WHAT IS REQUIRED
Rescale every line from the one containing "shown by (595,311)." through the end of the records, inclusive, reproducing all of them, requests included. Multiply each point coordinate in the answers by 0.8 and round to whole numbers, halves up, but leave the sample pairs inside the requests unchanged.

INPUT FOR THIS TASK

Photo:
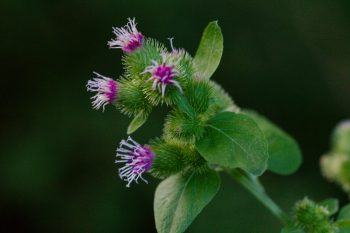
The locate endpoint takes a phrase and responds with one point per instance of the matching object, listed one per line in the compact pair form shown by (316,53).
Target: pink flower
(127,38)
(137,159)
(163,74)
(106,88)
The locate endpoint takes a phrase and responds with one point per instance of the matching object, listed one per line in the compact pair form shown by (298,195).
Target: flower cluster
(155,75)
(137,159)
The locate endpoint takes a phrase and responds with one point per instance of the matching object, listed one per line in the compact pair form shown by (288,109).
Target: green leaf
(284,153)
(235,141)
(344,213)
(209,52)
(137,122)
(180,198)
(332,205)
(184,106)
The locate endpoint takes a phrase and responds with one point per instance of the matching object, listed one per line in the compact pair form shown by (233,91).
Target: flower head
(127,38)
(137,159)
(106,88)
(163,74)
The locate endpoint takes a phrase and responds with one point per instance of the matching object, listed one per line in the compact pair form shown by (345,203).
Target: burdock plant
(204,133)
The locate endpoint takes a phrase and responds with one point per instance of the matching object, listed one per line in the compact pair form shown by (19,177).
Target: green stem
(252,184)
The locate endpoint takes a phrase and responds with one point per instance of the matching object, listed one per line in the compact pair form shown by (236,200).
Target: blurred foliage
(289,60)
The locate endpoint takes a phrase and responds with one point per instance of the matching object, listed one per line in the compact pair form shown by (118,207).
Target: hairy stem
(252,184)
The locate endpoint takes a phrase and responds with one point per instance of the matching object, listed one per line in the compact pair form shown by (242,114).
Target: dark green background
(289,60)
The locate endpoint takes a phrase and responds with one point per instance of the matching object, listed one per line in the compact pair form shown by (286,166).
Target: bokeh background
(289,60)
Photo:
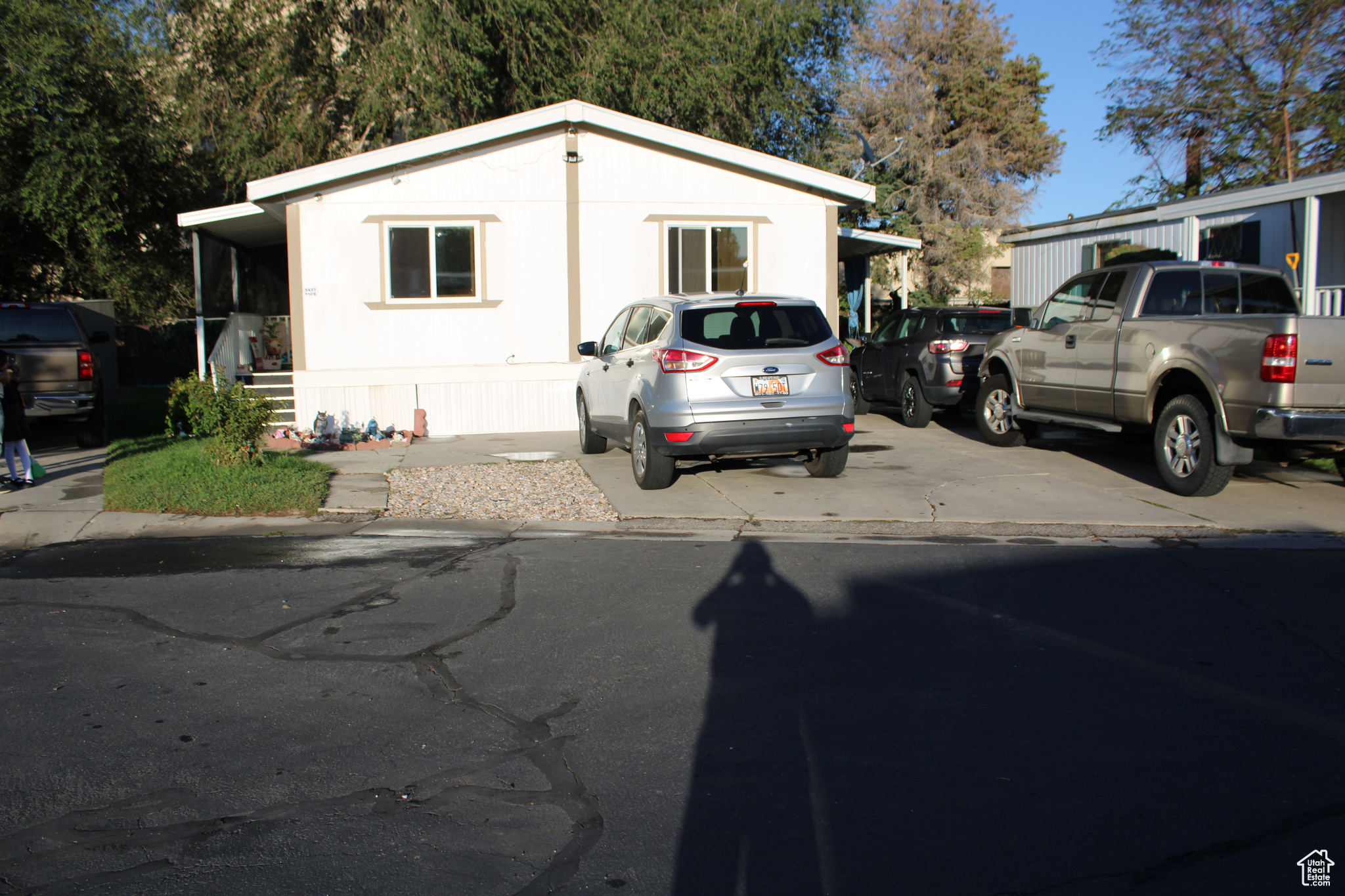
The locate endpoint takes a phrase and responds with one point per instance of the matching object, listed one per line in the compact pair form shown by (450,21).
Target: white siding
(503,366)
(1042,267)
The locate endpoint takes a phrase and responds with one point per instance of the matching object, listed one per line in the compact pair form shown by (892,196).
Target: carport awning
(242,224)
(856,244)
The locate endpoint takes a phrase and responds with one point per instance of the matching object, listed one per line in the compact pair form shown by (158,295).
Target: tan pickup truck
(1210,358)
(61,375)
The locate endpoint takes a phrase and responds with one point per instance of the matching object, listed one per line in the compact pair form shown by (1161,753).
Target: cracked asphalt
(456,715)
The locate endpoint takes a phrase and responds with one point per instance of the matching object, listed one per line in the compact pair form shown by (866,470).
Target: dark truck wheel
(590,441)
(653,471)
(994,414)
(827,463)
(1184,449)
(861,403)
(915,409)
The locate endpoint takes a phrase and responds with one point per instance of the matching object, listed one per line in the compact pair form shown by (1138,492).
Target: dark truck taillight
(1279,359)
(947,345)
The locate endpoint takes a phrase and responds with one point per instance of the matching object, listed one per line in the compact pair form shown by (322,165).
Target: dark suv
(925,358)
(60,371)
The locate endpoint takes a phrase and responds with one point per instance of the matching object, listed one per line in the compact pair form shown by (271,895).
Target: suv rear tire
(994,418)
(1184,449)
(827,463)
(861,403)
(915,409)
(590,441)
(653,471)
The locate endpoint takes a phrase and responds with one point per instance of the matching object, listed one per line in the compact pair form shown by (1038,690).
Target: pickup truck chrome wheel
(1181,445)
(1184,450)
(996,412)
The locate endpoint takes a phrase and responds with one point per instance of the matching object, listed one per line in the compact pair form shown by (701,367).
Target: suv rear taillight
(944,345)
(1279,359)
(676,360)
(835,356)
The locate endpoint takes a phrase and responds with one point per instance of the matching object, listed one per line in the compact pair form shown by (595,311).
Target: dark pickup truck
(60,371)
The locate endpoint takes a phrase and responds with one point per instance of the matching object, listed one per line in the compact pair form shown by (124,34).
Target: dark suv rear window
(776,327)
(975,323)
(38,326)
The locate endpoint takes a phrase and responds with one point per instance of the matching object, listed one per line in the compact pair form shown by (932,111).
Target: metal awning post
(201,307)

REPLY TO THE TASK
The locate endpoint takes a phrase and responds with one point per instance of the matching object, listed one per line in the compact pair form shown by (595,311).
Target: dark pickup truck
(48,297)
The locate endpoint takes a phrase and responds with one point per instance of the matching object, listed one per line in the compact pair form shown by (124,34).
Target: dark suv rear window
(621,262)
(780,258)
(30,261)
The locate endpoint takes a phrase and responds with one point per instance of the matching object, listed one per line in the compact pair form shown by (932,111).
Target: metal awning post
(161,246)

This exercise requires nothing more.